# [Problem requirements]
Reproduce all of the entries below word for word, but leave out the pictures.

# [Dataset]
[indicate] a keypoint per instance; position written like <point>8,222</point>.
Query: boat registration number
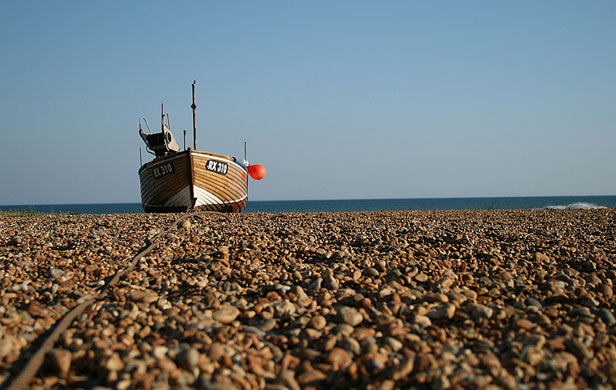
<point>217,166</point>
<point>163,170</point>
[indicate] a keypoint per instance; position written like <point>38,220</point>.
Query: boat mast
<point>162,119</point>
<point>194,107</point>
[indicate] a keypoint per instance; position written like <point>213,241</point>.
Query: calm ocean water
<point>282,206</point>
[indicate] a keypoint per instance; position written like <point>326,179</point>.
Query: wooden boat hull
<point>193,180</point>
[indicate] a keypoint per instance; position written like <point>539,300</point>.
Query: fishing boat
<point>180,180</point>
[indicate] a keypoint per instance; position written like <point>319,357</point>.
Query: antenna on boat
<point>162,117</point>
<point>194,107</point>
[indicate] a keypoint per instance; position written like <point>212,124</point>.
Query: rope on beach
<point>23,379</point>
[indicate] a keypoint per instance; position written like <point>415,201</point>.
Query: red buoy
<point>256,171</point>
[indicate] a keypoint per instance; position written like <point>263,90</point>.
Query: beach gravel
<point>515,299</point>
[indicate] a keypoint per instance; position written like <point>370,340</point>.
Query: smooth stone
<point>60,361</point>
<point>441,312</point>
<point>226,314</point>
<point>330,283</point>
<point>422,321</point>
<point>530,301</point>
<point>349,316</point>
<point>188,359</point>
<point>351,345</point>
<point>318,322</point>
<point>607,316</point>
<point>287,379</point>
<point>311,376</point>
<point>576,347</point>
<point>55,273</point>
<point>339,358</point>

# [Answer for the task]
[indicate] a keypoint per instance; position written like <point>8,222</point>.
Query: boat registration number
<point>217,166</point>
<point>163,170</point>
[indicate] a keypoint per instance; position written like <point>38,220</point>.
Query: boat mast
<point>162,119</point>
<point>194,107</point>
[indicate] a keypoint per instance; position written like <point>213,241</point>.
Query: calm ocean water
<point>282,206</point>
[indicate] a keypoint per instance; position written like <point>326,179</point>.
Query: wooden boat hull
<point>193,180</point>
[indicate] a keypoint per instance; position written like <point>539,300</point>.
Query: fishing boat
<point>180,180</point>
[indicate] a keypoint per instance; position written like <point>319,357</point>.
Query: antenna on boat
<point>162,117</point>
<point>194,107</point>
[indicate] a keypoint per instance; position written like <point>212,124</point>.
Query: rope on beach
<point>23,379</point>
[indicate] a keypoint per instance; position written like <point>415,201</point>.
Query: red buoy
<point>256,171</point>
[indicate] a keypoint per instance; position written like <point>263,90</point>.
Query: beach gravel
<point>515,299</point>
[indicate] a keypoint per instance; position written like <point>370,340</point>.
Query: smooth stone
<point>60,361</point>
<point>441,312</point>
<point>226,314</point>
<point>330,283</point>
<point>422,321</point>
<point>530,301</point>
<point>349,316</point>
<point>188,359</point>
<point>351,345</point>
<point>318,322</point>
<point>607,316</point>
<point>287,379</point>
<point>311,376</point>
<point>576,347</point>
<point>55,273</point>
<point>339,358</point>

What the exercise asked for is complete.